## Task
Every line in the records below that holds "blurred" must be identified and copied.

## Provided data
○ ○ ○ ○ ○ ○ ○

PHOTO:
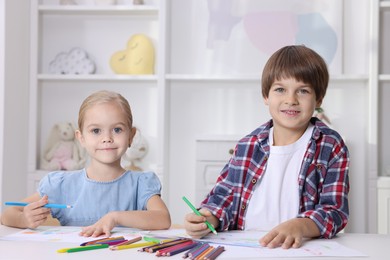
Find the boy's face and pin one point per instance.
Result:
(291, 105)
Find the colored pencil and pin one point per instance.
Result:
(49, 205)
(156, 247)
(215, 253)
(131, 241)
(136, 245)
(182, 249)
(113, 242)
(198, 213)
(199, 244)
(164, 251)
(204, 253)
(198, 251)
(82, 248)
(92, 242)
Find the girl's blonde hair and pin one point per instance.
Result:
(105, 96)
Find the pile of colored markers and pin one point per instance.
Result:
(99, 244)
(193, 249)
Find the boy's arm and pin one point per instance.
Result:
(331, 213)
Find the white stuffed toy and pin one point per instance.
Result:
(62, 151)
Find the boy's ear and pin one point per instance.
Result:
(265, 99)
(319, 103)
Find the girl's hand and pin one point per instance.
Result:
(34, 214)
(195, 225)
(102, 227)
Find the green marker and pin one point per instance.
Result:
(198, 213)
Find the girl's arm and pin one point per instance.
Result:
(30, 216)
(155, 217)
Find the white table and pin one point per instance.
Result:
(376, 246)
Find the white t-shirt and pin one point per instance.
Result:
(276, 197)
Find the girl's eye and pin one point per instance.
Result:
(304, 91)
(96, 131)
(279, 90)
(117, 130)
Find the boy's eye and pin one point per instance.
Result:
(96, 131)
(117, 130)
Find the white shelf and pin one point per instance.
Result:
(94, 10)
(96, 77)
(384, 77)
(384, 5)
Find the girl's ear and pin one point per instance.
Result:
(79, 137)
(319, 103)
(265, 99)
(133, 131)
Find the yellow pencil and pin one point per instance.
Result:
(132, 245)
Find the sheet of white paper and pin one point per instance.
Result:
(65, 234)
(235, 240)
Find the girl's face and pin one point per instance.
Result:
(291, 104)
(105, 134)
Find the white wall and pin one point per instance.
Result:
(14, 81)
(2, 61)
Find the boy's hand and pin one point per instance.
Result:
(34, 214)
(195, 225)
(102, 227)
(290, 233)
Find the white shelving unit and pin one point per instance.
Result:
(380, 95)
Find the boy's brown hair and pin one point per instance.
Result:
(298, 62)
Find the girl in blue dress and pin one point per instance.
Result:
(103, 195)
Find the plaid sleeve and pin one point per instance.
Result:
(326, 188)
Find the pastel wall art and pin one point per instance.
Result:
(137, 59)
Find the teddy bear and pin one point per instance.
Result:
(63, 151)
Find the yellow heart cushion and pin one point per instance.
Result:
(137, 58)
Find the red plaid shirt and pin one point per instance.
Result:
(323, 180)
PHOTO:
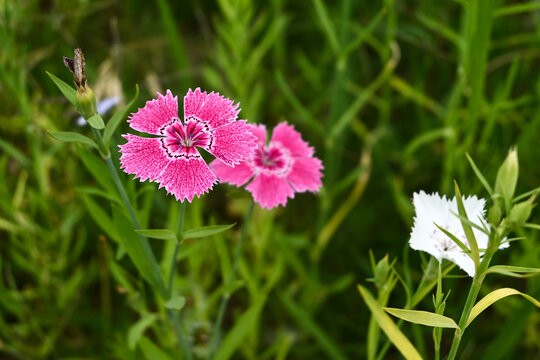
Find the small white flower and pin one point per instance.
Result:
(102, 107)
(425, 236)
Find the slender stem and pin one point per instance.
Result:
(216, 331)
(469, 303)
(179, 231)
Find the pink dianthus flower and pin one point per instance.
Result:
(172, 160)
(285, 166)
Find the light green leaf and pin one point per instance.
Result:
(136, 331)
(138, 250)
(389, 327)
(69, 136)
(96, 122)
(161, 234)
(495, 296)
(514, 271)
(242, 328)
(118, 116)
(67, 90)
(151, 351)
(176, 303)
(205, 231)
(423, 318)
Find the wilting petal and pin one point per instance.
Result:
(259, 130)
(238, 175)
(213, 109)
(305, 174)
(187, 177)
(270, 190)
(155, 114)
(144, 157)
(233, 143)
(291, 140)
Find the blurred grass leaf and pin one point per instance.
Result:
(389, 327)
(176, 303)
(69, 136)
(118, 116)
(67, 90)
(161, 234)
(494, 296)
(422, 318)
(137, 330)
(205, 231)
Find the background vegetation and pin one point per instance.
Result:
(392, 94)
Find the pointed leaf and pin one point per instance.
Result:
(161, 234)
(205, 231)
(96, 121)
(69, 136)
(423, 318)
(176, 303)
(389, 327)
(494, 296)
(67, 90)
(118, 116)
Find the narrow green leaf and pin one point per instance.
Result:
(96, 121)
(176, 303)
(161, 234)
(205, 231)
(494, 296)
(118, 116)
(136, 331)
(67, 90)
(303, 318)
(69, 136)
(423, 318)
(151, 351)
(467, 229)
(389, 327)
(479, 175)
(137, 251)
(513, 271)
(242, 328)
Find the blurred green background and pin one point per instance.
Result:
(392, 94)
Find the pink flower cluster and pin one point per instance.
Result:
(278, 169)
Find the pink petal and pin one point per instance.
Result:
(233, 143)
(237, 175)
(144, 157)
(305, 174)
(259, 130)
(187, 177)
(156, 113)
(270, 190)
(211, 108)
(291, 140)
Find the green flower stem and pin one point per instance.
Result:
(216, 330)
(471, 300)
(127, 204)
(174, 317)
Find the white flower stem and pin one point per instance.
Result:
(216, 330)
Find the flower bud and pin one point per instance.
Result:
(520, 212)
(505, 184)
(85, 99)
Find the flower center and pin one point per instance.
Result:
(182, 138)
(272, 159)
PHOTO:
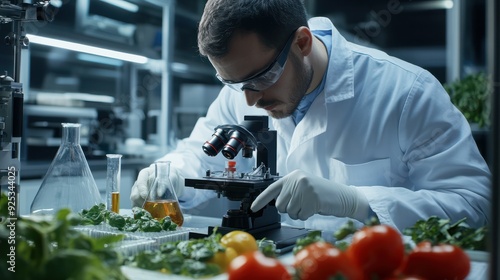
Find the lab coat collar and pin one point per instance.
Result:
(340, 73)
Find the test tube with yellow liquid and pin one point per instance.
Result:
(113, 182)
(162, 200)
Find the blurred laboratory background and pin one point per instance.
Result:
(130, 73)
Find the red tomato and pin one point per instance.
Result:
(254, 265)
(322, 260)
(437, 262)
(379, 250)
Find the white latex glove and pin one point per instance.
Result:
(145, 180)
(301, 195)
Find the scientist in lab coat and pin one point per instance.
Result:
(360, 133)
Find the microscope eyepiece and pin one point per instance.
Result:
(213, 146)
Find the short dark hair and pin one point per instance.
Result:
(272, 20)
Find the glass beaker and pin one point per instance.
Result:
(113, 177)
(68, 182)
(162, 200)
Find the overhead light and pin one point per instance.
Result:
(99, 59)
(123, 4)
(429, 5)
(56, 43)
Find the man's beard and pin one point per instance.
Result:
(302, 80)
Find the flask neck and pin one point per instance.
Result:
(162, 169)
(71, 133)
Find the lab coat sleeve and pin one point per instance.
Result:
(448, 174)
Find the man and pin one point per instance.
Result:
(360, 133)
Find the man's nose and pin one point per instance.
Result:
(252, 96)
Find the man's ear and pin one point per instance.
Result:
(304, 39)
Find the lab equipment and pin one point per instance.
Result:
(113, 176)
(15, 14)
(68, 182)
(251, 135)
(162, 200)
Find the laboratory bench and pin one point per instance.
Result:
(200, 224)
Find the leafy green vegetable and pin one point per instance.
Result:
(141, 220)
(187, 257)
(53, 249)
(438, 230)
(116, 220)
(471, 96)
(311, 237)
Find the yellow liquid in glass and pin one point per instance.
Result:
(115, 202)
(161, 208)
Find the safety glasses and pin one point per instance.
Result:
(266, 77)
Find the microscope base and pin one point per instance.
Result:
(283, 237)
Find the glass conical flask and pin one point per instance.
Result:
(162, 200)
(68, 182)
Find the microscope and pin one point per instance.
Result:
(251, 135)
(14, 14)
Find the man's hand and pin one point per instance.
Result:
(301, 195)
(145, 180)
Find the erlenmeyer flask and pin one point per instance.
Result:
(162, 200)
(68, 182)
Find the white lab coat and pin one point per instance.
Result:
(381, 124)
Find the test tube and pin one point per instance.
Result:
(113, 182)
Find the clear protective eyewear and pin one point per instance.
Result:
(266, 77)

○ ○ ○ ○ ○ ○ ○

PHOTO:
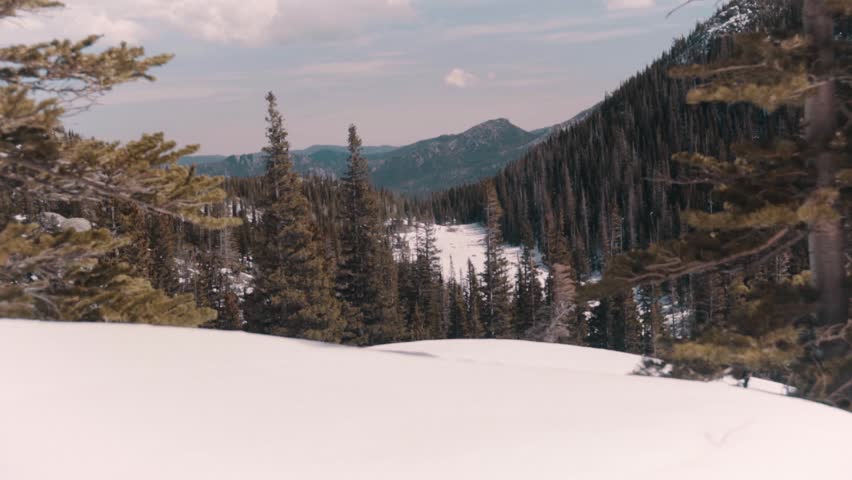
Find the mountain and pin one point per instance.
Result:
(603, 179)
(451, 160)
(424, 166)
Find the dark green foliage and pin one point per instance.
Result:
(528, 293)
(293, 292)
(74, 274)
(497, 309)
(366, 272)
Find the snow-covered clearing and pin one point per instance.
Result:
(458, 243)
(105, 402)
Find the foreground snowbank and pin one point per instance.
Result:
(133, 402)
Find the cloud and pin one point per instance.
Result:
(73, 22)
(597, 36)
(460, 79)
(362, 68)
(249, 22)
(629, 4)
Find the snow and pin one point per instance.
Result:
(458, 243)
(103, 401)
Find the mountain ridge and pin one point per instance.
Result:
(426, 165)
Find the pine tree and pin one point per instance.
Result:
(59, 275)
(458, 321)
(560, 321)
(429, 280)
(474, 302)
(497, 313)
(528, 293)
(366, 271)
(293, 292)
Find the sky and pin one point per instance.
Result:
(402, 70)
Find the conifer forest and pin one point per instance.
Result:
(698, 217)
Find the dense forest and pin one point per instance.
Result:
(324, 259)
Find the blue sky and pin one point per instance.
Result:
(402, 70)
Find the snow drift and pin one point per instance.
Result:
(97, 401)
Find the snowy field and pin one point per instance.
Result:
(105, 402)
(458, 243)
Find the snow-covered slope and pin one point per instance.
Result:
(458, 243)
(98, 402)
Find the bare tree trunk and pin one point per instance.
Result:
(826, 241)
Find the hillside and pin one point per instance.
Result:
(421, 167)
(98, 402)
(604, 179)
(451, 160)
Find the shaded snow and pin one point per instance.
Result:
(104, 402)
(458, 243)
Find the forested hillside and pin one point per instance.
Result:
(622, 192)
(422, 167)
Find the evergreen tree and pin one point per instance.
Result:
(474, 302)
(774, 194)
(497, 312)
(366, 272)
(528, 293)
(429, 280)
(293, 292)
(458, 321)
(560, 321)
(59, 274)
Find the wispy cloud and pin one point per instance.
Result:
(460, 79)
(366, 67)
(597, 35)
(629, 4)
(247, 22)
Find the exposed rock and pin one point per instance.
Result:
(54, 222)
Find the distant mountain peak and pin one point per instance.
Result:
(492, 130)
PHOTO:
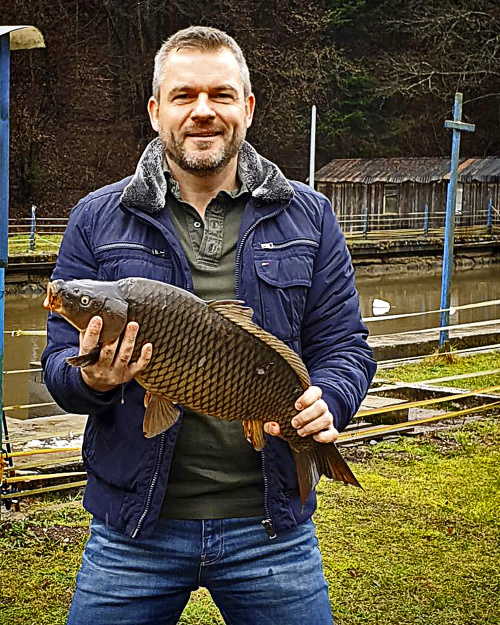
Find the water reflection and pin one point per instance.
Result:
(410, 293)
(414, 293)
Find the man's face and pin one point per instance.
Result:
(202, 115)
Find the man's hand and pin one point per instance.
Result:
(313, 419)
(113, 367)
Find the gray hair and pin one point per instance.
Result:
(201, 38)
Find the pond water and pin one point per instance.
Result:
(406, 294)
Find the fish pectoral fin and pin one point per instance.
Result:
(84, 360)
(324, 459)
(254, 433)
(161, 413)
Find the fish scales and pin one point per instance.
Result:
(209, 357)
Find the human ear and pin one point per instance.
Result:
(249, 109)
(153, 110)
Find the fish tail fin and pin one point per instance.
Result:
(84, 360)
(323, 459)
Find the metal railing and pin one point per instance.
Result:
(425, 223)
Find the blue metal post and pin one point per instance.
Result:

○ ○ ○ ○ ○ ○ ○

## Written reply
Find the blurred grass leaf and pin one point per instance.
Find the blurred green background and pin one point per instance.
Find the blurred laboratory background and pin one point per instance.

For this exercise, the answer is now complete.